/---

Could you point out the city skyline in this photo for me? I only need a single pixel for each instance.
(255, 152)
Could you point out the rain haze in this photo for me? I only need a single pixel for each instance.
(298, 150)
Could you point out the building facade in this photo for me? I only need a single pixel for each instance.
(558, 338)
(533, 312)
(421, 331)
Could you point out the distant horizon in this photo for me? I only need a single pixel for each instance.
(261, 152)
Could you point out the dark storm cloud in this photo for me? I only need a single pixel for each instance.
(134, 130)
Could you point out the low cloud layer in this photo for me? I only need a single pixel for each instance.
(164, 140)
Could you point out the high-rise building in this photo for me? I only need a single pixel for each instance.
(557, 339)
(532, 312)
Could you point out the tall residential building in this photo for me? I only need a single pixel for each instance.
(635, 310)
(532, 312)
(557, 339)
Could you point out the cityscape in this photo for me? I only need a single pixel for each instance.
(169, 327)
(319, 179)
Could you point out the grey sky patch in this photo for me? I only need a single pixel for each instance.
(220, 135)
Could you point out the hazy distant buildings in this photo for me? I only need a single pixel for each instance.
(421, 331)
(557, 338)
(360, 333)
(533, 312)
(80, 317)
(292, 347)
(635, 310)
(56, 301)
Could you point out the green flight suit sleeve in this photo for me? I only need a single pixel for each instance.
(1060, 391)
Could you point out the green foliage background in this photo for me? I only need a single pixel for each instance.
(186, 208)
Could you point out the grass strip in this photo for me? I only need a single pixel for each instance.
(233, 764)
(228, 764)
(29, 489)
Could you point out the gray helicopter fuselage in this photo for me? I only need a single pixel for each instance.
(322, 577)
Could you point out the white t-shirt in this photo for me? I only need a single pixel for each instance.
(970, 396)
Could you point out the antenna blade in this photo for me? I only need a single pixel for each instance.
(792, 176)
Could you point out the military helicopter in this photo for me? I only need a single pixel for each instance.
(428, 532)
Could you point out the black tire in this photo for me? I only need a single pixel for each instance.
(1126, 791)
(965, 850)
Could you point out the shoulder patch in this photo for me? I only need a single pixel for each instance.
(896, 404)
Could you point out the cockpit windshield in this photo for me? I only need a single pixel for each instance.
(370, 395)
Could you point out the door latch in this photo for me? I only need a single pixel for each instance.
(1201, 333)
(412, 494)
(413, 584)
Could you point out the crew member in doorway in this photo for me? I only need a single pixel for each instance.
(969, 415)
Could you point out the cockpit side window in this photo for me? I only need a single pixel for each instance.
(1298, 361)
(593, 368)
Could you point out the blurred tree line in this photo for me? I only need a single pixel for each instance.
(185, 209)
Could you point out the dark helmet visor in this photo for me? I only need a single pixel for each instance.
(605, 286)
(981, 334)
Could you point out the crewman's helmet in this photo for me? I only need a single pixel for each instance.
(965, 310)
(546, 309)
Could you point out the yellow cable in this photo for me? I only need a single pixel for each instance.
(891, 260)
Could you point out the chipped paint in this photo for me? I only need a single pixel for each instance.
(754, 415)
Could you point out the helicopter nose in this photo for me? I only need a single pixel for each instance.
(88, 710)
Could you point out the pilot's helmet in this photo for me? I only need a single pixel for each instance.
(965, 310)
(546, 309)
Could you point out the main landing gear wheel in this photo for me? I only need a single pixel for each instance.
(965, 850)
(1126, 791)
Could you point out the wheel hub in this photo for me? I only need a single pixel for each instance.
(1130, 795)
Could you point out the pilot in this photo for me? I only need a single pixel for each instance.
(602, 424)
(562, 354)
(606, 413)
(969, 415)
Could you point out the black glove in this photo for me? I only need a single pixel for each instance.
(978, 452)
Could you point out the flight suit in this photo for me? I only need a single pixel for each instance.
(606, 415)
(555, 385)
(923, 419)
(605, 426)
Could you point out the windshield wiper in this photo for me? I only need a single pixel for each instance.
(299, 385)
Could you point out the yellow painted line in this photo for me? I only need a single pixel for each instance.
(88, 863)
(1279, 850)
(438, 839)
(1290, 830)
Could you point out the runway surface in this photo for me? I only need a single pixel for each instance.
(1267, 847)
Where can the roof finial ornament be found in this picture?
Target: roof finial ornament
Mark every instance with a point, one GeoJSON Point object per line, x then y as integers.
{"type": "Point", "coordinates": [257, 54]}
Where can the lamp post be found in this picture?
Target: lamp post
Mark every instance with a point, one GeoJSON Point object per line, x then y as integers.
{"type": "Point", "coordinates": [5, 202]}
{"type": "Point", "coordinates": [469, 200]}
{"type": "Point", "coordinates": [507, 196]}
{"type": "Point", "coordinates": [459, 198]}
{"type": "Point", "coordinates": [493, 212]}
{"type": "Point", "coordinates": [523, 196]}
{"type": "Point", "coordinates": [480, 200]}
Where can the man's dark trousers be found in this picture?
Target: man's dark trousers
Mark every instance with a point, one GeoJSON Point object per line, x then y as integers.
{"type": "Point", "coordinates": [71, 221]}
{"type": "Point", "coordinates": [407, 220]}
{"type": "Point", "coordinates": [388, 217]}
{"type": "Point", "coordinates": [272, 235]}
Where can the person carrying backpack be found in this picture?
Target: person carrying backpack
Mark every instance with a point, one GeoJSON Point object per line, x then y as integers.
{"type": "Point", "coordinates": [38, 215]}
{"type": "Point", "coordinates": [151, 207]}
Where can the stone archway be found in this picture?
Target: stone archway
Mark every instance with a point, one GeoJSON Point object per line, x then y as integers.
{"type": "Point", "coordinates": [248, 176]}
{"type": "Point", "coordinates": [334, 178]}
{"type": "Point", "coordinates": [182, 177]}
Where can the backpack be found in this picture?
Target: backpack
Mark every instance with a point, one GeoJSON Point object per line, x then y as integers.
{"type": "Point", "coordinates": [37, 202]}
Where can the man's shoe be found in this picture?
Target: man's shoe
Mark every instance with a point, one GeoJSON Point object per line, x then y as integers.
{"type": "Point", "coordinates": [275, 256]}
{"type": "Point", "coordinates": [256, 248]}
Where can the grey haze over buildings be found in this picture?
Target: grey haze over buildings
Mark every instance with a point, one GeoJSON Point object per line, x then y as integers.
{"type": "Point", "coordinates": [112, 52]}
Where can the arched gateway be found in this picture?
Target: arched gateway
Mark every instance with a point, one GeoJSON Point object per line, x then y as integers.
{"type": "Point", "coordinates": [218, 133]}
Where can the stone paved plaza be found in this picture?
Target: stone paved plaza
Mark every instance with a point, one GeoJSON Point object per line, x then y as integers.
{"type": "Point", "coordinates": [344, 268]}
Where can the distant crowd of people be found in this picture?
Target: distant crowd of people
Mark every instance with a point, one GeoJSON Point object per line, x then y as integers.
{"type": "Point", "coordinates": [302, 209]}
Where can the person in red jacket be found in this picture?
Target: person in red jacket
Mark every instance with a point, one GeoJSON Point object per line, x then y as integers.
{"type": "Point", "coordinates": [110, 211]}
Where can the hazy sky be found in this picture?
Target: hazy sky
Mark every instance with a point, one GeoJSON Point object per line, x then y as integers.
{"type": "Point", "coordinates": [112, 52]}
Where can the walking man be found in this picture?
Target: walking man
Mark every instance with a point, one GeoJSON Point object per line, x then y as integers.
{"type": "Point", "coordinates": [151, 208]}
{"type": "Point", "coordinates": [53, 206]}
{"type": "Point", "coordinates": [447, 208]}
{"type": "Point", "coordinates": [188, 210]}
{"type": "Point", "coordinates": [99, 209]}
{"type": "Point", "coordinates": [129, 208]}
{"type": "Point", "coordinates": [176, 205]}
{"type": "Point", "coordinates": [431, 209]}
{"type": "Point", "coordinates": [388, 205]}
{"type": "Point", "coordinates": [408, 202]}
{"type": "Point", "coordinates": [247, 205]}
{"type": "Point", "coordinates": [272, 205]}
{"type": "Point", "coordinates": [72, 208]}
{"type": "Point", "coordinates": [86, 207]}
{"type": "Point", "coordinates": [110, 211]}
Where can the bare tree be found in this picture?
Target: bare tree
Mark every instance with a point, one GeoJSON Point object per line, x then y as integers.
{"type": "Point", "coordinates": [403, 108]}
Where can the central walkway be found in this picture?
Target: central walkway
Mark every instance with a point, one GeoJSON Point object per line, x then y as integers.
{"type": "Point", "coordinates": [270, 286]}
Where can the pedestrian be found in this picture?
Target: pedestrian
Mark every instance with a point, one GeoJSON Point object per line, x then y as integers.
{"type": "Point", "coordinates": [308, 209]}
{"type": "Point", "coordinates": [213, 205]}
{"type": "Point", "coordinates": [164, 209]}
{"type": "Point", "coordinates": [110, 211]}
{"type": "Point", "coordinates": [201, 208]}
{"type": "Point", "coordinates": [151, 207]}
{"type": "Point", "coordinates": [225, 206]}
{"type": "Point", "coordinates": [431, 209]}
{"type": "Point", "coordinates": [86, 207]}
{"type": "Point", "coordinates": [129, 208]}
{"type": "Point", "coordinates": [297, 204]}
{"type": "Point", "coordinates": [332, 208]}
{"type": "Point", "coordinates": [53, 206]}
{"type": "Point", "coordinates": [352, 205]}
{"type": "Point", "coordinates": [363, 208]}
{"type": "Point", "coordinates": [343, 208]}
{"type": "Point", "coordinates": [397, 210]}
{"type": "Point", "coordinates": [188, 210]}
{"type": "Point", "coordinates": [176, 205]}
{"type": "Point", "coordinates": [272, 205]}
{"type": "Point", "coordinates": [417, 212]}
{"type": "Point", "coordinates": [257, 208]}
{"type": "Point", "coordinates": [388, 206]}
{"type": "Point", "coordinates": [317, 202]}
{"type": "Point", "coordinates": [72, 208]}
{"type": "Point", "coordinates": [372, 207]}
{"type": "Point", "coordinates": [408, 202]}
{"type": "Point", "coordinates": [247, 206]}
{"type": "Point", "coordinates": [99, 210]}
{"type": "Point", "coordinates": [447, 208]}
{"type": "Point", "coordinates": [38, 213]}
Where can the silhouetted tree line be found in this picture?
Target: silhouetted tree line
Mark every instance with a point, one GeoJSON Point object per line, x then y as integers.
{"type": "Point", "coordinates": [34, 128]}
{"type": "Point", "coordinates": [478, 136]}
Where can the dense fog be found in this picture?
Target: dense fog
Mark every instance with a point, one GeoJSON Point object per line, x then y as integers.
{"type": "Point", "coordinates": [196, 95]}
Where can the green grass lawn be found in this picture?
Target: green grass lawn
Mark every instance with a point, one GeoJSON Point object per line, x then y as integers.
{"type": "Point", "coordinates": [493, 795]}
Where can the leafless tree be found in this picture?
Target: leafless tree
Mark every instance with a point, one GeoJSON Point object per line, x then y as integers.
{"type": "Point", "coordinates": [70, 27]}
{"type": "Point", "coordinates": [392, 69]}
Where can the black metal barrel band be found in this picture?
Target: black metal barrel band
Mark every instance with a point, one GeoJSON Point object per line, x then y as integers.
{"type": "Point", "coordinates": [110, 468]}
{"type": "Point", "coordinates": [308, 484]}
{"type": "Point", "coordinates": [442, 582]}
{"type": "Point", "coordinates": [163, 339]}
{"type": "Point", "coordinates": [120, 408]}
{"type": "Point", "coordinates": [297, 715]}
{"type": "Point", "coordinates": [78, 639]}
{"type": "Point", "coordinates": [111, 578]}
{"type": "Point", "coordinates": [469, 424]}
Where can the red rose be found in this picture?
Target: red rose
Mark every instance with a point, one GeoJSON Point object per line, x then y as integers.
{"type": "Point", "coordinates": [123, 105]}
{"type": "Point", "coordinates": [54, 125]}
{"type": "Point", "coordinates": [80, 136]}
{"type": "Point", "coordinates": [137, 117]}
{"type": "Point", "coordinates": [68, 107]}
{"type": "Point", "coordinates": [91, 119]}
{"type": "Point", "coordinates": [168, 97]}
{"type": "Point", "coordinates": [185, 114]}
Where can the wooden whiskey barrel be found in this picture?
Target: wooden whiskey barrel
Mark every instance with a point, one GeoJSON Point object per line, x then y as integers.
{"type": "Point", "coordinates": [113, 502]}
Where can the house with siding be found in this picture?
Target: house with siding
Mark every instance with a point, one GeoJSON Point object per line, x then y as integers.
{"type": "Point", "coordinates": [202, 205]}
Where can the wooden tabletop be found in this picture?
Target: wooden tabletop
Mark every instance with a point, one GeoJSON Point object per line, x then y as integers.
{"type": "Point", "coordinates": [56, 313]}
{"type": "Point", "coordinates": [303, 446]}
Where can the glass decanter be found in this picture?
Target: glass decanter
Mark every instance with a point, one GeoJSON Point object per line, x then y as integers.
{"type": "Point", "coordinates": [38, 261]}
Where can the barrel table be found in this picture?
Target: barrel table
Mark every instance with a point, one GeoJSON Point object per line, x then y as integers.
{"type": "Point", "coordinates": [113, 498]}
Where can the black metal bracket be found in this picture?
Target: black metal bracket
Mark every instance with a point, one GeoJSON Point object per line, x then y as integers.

\---

*Problem:* If a line of the data above holds the string "silhouetted", count it, then state only the total.

*Completed task:* 2